━━━━━ DOCUMENT SECTION

Wednesday, October 21, 2009



22nd August 2006

Today is 'conference' day, it's where all the doctors meet to discuss cases and make the major decisions. Today is the day they decide weather our son gets his chance to live or dies. Earlier they had asked us what we wanted and had given us all the risks. If Dane was to have the surgery, one of his main hurdles was surviving the heart,lung bypass machine, there was an extremely high risk he would have a major bleed out in the brain which would give him major brain damage or make him brain dead. Secondly when they got into his heart, that the damage would be worst then they expected. A pacemaker was on the cards because the hole the infection had eaten through the middle of the heart were near the nerves that make the heart beat. Thirdly because Dane had been sick for so long and his heart had to work so hard that it may not restart when they tried to take him off the bypass machine. Knowing all these risks our answer was to go ahead with the surgery. He had proven them wrong so many times before that they owed it to him to let him prove them wrong one more time. We would rather have him die on the operating table, know that everything had been done to save him, then to sit by and watch him suffer.

It wasn't until 6:30pm that the surgeon, Dr Polhner came to see us. Yes, the surgery was going to happen- 7:30 tomorrow morning. Dane will be put on the heart,lung bypass machine, replace his damaged Aortic valve with a homo graft, repair the hole that goes from the left ventricle to the right atrium and scrape off the remaining infection off the inside of the heart.
He gave Dane a 10% chance of survival. I was surprised, I thought the percentage would be lower. Then Dr Polhner said the most wonderful, positive thing I had heard in all this time. He said," You have to have hope." It was the very thing that I need to hear and from that point I found some comfort.
Through the rest of the night, Dane's Stoic rate need to stay at 24 otherwise the surgery would not be possible. The doctors pumped 30cm syringes of fluid to try to keep it at that but it dropped down to 22 by morning. Dane's body swelled up so much that they could no long do the nappy up and his skin became thin and shiny.

━━━━━━━━━━

• REQUIRED ACTIONS
• 1. Based on the diary entry, say yes or no to each statement and quote the exact words that decide it: (a) The surgery was set for 7:30 the next morning. (b) The surgeon gave Dane a 20% chance of survival. (c) The parents chose not to go ahead with the surgery.
• 2. According to the diary entry, at what time did the surgeon come to see the parents?
The records that come next are separate material, not part of the diary entry.

━━━━━ MATERIAL SHOWN

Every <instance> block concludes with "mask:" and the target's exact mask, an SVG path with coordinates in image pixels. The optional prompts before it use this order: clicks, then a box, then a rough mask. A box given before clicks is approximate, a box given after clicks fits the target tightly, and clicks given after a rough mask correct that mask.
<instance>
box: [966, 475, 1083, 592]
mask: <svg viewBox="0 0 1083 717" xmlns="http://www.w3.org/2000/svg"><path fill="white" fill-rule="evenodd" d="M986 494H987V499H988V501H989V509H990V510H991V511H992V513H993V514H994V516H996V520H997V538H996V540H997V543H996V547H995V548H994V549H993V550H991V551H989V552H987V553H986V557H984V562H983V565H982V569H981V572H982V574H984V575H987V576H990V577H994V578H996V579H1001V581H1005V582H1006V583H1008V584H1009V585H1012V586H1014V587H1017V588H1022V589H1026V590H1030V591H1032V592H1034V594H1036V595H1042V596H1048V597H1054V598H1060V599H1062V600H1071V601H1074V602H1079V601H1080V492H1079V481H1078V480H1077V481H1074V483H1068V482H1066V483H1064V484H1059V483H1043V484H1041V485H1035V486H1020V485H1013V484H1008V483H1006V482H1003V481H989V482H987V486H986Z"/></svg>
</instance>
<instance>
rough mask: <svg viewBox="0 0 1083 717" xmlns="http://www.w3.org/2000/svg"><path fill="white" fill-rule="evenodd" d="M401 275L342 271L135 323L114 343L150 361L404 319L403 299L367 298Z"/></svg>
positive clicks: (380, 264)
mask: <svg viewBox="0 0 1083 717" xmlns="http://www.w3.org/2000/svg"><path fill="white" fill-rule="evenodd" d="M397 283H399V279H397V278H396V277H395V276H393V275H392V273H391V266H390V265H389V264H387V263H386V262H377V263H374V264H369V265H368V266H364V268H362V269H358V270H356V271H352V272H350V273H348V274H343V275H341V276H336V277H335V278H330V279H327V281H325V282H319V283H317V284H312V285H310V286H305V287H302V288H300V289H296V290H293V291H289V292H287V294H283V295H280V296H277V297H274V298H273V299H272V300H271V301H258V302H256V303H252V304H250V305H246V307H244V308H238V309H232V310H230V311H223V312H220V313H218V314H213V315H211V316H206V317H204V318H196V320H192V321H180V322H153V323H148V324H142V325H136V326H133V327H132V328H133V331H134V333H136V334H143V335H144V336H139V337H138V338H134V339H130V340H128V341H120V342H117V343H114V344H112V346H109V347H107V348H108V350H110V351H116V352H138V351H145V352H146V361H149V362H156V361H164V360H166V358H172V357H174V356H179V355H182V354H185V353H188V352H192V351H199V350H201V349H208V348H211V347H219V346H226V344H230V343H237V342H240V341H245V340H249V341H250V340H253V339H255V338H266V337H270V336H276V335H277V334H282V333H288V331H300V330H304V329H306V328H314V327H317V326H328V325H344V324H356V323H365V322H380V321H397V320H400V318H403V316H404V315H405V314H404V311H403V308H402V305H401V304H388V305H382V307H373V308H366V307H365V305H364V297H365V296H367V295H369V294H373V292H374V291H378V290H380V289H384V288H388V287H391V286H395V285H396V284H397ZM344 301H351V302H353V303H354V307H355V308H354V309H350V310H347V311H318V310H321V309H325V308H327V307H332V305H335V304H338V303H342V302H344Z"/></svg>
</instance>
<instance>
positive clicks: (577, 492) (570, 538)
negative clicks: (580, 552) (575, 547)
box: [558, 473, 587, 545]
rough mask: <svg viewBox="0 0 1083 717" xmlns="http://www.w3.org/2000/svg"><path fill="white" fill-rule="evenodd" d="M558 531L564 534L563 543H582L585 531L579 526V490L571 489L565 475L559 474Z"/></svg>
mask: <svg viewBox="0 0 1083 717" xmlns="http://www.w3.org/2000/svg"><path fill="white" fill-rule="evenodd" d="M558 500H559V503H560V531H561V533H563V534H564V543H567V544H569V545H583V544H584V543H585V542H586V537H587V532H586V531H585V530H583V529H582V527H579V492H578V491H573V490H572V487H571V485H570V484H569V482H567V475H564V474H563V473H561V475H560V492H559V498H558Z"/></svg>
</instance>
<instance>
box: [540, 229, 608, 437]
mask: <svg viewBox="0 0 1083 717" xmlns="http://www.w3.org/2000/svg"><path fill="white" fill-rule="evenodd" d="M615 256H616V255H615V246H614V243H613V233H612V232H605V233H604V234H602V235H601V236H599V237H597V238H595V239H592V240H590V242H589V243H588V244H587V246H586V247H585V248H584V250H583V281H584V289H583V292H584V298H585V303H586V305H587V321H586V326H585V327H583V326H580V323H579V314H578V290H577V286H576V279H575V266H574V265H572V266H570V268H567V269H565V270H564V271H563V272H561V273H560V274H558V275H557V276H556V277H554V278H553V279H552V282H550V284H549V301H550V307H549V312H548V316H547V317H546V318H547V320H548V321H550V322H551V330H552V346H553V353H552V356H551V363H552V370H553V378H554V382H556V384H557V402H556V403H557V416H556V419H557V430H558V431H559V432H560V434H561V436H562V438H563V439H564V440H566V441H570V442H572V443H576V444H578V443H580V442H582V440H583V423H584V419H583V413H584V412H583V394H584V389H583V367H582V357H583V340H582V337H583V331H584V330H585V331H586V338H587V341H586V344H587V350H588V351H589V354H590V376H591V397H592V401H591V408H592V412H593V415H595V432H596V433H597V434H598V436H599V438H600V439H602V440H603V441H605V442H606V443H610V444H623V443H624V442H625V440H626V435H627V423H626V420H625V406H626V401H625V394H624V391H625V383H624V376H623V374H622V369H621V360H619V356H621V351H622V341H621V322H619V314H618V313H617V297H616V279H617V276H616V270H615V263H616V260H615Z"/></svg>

━━━━━━━━━━

• PER-TASK ANSWERS
• 1.
(a) Yes: "Yes, the surgery was going to happen- 7:30 tomorrow morning."
(b) No: "He gave Dane a 10% chance of survival."
(c) No: "Knowing all these risks our answer was to go ahead with the surgery."

• 2. At 6:30pm.